- _Work to complete_:
1 - Answer the following questions using the passage on spinal neostigmine.
(a) What type of amine is neostigmine?
(b) Besides dose-dependent analgesia, what does intrathecal neostigmine produce in volunteers?
(c) What does neostigmine increase that counteracts the hypotension of i.t. local anesthetics and clonidine?
2 - According to the passage on spinal neostigmine, why must neostigmine be administered spinally?
3 - From the passage on spinal neostigmine, quote everything from "Spinal alpha 2" down to "organ, the spinal cord.".

- _Reading text_:
Spinal alpha 2 adrenergic receptor activation - either through endogenous NE or spinally administered clonidine - involves  spinal cholinergic pathways and transmitters to produce analgesia.¹ Spinally administered neostigmine causes analgesia in animals and humans by preventing the breakdown of synaptically released acetylcholine, which acts on muscarinic and also nicotinc receptors in the spinal cord. Neostigmine is a quaternary amine, unable to cross the blood-brain barrier and therefore has to be administered spinally in order to reach the target organ, the spinal cord.

When injected intrathecally in volunteers, neostigmine produces dose dependent analgesia but also severe nausea and vomiting, probably due to cephalad spread and action in the brainstem.⁹ This side effect can be reduced by injecting the drug in a hyperbaric solution and keeping the head of the bed elevated. Since alpha adrenergic agonists and neostigmine act through the same mechanism, additive analgesic enhancement has been observed with the combination of intrathecal neostigmine and epidural clonidine in volunteers. In addition, neostigmine increases sympathetic outflow, thus counteracting the hypotension of i.t. local anesthetics and clonidine.

- _Data excerpts_:

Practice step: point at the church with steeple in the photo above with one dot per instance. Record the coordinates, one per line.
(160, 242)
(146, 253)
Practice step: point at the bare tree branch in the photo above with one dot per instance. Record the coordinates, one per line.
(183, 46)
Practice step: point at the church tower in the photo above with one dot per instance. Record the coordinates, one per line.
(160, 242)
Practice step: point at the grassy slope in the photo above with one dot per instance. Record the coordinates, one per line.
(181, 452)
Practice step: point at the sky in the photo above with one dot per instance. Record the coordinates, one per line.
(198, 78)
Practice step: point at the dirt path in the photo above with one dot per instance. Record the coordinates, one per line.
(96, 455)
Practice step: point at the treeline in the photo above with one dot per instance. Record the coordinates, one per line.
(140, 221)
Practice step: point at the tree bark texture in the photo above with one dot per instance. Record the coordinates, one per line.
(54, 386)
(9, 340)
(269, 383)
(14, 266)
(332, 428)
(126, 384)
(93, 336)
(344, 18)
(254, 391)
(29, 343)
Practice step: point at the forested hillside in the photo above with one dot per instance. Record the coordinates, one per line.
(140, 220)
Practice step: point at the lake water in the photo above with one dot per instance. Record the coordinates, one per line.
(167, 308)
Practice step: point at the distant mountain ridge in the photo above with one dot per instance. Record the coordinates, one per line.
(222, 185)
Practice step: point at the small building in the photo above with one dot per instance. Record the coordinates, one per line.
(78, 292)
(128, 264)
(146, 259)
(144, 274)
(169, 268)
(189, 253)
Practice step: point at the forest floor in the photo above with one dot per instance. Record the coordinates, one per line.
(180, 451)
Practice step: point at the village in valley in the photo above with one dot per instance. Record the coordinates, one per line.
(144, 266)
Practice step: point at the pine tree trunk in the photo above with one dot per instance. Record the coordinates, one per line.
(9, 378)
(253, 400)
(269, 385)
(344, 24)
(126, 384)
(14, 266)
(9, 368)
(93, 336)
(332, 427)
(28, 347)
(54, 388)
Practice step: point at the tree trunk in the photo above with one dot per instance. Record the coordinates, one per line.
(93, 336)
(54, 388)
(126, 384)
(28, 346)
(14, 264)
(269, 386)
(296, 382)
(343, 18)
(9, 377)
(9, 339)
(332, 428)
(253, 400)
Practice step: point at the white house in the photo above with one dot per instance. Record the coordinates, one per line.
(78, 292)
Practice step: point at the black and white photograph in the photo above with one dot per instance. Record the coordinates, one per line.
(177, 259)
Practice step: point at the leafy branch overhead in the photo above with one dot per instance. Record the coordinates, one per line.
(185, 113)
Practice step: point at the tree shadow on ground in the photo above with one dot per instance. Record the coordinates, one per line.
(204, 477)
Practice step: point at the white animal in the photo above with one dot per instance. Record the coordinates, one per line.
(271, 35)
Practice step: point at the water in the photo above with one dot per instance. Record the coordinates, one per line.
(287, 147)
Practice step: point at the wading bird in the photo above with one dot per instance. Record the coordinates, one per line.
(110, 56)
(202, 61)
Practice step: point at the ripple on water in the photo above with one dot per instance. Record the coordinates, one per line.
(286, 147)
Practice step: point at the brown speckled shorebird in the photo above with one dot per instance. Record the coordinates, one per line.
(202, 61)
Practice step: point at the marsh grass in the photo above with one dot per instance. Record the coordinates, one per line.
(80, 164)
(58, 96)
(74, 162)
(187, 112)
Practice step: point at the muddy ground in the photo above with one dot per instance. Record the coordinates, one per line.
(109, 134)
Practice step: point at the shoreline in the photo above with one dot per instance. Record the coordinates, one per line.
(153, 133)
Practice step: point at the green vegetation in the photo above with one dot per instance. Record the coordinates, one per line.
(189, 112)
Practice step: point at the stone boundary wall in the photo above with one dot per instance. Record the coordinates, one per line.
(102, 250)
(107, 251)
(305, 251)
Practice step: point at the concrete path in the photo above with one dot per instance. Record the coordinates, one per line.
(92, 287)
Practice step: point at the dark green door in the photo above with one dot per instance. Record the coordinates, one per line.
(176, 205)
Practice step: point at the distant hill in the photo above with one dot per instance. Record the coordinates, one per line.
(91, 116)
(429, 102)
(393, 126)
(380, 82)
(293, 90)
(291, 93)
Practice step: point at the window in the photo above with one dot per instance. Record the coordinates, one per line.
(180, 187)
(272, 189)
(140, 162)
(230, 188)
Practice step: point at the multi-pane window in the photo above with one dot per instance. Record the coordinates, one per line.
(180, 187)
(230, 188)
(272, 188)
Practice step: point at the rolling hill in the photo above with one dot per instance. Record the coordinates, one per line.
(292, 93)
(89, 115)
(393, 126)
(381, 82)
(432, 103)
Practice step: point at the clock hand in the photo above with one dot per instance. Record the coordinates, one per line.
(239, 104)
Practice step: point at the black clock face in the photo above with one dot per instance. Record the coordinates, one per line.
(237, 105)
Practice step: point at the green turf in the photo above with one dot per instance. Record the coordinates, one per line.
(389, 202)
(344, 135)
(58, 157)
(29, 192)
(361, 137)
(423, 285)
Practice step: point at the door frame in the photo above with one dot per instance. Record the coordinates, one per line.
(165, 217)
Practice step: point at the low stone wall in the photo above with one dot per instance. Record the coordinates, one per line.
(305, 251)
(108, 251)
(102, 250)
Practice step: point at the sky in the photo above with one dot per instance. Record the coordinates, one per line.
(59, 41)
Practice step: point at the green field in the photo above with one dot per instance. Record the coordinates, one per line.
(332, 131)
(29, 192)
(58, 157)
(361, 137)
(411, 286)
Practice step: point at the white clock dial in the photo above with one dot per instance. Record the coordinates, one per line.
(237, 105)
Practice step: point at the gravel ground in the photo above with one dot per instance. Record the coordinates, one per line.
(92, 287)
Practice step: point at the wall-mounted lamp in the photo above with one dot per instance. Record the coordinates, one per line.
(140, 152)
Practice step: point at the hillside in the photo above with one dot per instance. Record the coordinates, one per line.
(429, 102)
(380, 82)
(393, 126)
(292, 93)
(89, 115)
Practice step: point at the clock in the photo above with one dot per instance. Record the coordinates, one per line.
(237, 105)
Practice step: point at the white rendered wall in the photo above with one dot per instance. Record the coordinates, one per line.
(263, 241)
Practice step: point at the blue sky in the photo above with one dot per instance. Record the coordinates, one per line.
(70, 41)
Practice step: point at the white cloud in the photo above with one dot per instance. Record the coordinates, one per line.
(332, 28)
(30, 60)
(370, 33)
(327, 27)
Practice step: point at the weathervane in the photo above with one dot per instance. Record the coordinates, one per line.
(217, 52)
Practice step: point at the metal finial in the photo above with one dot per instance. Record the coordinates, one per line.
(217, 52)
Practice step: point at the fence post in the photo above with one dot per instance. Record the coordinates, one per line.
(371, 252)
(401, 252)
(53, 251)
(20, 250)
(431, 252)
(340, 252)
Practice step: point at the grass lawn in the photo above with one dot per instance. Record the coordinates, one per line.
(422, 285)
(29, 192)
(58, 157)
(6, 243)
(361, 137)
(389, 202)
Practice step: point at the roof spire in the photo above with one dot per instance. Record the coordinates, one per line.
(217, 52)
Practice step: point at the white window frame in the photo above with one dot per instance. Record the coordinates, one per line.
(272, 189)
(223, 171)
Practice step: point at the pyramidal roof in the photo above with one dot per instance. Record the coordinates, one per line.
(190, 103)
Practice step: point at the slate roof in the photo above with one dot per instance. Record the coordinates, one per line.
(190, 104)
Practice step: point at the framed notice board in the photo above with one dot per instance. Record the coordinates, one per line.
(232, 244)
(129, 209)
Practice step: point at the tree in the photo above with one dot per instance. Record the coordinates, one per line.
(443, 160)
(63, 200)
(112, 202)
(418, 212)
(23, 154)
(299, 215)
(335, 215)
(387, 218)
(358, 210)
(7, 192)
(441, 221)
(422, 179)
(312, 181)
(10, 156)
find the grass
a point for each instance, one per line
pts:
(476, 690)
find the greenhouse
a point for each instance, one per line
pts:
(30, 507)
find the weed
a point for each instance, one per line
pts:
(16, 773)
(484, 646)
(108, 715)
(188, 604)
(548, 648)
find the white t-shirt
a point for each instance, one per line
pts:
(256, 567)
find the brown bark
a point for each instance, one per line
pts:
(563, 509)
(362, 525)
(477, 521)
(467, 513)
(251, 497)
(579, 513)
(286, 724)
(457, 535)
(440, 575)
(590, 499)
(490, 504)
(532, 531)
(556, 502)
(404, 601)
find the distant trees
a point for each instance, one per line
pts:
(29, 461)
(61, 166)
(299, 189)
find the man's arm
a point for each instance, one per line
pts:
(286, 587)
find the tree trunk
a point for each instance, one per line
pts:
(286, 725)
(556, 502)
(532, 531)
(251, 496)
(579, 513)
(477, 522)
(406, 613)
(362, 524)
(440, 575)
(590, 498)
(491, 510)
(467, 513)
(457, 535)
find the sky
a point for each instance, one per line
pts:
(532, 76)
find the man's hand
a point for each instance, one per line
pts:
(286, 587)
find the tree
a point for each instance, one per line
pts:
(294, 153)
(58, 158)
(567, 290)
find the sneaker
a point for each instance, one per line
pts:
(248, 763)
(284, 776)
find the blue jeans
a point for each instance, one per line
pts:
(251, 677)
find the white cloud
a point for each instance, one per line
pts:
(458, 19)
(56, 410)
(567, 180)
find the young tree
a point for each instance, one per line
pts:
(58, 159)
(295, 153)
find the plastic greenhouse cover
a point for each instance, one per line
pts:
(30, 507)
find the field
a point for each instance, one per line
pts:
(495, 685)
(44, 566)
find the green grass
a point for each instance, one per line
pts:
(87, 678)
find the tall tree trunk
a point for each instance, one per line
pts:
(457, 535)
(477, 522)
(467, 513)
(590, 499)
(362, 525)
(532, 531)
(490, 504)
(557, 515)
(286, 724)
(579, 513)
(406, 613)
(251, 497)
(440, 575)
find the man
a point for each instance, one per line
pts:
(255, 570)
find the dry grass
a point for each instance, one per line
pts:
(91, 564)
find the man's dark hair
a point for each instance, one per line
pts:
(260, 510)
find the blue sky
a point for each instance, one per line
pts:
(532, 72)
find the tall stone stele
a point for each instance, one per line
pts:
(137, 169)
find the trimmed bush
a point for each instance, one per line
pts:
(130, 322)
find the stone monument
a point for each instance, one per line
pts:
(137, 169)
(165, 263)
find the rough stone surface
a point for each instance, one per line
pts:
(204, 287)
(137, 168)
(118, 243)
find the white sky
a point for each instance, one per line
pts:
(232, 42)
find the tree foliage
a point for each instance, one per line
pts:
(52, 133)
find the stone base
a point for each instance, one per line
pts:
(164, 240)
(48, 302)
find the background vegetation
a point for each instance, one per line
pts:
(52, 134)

- _Results in order_:
1 -
(a) A quaternary amine.
(b) Severe nausea and vomiting.
(c) Sympathetic outflow.

2 - Neostigmine is a quaternary amine and cannot cross the blood-brain barrier. It therefore has to be administered spinally to reach its target organ, the spinal cord.

3 -
Spinal alpha 2 adrenergic receptor activation - either through endogenous NE or spinally administered clonidine - involves  spinal cholinergic pathways and transmitters to produce analgesia.¹ Spinally administered neostigmine causes analgesia in animals and humans by preventing the breakdown of synaptically released acetylcholine, which acts on muscarinic and also nicotinc receptors in the spinal cord. Neostigmine is a quaternary amine, unable to cross the blood-brain barrier and therefore has to be administered spinally in order to reach the target organ, the spinal cord.